** 文档片段 **
EKS 集群创建和配置

集群架构规划

设计原则

生产级 EKS 集群架构:

架构要点:
├─ 多可用区部署(至少 3 个 AZ)
├─ 私有子网运行工作节点
├─ 公有子网部署 NAT Gateway 和负载均衡器
├─ VPC Endpoints 优化成本
├─ 合理的 IP 地址规划
└─ 安全的网络隔离

高可用设计:
├─ 控制平面:AWS 自动多 AZ
├─ 工作节点:跨 3 个 AZ 均匀分布
├─ NAT Gateway:每个 AZ 独立部署
├─ 负载均衡器:多 AZ 分布
└─ 数据持久化:EBS 多 AZ 复制

VPC 和子网规划

推荐的 VPC 设计:

VPC CIDR:10.0.0.0/16

公有子网(用于 NAT Gateway、ALB/NLB):
├─ us-east-1a:10.0.1.0/24  (251 个可用 IP)
├─ us-east-1b:10.0.2.0/24  (251 个可用 IP)
└─ us-east-1c:10.0.3.0/24  (251 个可用 IP)

私有子网(用于 EKS 节点和 Pod):
├─ us-east-1a:10.0.11.0/24 (251 个可用 IP)
├─ us-east-1b:10.0.12.0/24 (251 个可用 IP)
└─ us-east-1c:10.0.13.0/24 (251 个可用 IP)

为什么使用 /24 子网:
├─ 每个子网 251 个可用 IP(AWS 保留 5 个)
├─ t3.large 最多 35 个 Pod
├─ 假设每个 AZ 5 个节点:5 × 35 = 175 个 IP
├─ 加上节点自身 IP:175 + 5 = 180 个 IP
├─ /24 子网足够使用,还有 30% 余量
└─ 可根据实际需求调整为 /23 或 /22

实战:创建 VPC 和子网

创建 VPC 网络

#!/bin/bash
# create-eks-vpc.sh

set -e

REGION="us-east-1"
VPC_CIDR="10.0.0.0/16"
CLUSTER_NAME="production-eks-cluster"

echo "================================================"

** 来自某一数据源的条目 **

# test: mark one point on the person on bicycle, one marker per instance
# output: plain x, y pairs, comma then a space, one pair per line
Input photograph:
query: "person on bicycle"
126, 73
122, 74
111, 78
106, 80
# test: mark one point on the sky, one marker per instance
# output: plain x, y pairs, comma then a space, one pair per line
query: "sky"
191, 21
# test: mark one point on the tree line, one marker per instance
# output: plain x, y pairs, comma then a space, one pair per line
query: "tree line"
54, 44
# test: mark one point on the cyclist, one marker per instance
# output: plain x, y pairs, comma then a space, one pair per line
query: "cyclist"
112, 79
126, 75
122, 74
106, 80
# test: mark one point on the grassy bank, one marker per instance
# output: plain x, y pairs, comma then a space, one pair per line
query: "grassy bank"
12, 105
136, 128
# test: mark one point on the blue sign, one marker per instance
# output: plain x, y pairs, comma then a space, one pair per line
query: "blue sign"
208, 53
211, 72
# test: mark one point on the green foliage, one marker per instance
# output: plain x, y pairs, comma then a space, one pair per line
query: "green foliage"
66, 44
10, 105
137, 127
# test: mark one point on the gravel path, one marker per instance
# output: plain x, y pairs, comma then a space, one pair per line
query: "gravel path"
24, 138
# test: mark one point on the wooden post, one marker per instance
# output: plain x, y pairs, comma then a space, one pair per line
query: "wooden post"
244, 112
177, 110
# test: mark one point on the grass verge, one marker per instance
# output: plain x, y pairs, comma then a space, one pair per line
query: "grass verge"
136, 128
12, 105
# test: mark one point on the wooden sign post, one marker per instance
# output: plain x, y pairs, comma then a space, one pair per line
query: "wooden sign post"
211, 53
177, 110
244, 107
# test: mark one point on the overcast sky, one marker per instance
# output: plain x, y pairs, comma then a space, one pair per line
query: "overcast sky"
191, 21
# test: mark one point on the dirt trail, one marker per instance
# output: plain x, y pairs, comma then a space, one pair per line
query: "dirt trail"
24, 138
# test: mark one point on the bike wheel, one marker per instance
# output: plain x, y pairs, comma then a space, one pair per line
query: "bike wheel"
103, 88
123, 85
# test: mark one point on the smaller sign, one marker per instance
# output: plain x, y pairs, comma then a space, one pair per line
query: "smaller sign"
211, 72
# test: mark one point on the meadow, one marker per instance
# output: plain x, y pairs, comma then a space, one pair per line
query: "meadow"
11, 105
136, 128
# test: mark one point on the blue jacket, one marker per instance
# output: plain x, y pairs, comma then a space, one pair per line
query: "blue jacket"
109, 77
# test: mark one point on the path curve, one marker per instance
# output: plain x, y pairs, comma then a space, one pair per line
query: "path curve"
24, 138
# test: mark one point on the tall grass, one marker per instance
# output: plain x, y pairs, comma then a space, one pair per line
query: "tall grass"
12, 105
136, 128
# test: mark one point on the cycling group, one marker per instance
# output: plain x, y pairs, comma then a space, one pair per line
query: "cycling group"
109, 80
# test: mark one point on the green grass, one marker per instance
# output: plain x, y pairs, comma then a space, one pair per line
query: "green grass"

** 练习说明 **
请将 EKS 集群文档中的一段逐字重新录入,从含有“VPC CIDR:10.0.0.0/16”的那几个字开始,到“us-east-1b:10.0.12.0/24 (251 个可用 IP)”之后停止。 这些条目与 EKS 集群文档并无关联。

** 完成答案 **
VPC CIDR:10.0.0.0/16

公有子网(用于 NAT Gateway、ALB/NLB):
├─ us-east-1a:10.0.1.0/24  (251 个可用 IP)
├─ us-east-1b:10.0.2.0/24  (251 个可用 IP)
└─ us-east-1c:10.0.3.0/24  (251 个可用 IP)

私有子网(用于 EKS 节点和 Pod):
├─ us-east-1a:10.0.11.0/24 (251 个可用 IP)
├─ us-east-1b:10.0.12.0/24 (251 个可用 IP)